| Excerpted passage |
The toolbox consists of the following tabs:

  • Operations – here we find arithmetic operators, logical operators and comparison operators supported by Webcon.
The Operations tab in the rule editor
  • Functions – here we find a number of built-in functions that will allow us to significantly improve the process of creating rules.
The Functions tab in the form rules editor

Functions are grouped into thematic catalogs, and their names clearly indicate their purpose. If we have any doubts how to use a given function, then after dragging it to the edit field of the rule and hovering the cursor over it, we will get full information about its operation and accepted arguments.

Functional description
  • Values – here we can refer to the values stored by the attributes of the current form, previously created constants, system attributes and context variables.
Values tab in the rule editor

The value panel allows you to efficiently create conditions for circuit control. In the example from Figure 1, we are dealing with a vacation process that includes the “Does it require approval?” Workflow control step. – at this step we want to check whether the type of leave selected by the user is a vacation on demand and if so, then skip the acceptance step. For this purpose, we run two paths from the workflow control step – one for leave on demand and the other for other types of leave. Enter the rule in the Workflow control tab in the step configuration panel.

| Task requirements |
Write out the part of the Webcon toolbox passage that opens with the words containing "Functions are grouped" and closes with "and accepted arguments.". The items that come next are separate from the Webcon toolbox passage.

| Supplied records |
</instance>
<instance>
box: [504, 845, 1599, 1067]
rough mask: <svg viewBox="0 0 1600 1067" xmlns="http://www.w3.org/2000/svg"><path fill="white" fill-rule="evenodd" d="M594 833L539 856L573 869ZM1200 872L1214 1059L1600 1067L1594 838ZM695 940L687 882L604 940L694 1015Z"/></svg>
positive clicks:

| Output |
Functions are grouped into thematic catalogs, and their names clearly indicate their purpose. If we have any doubts how to use a given function, then after dragging it to the edit field of the rule and hovering the cursor over it, we will get full information about its operation and accepted arguments.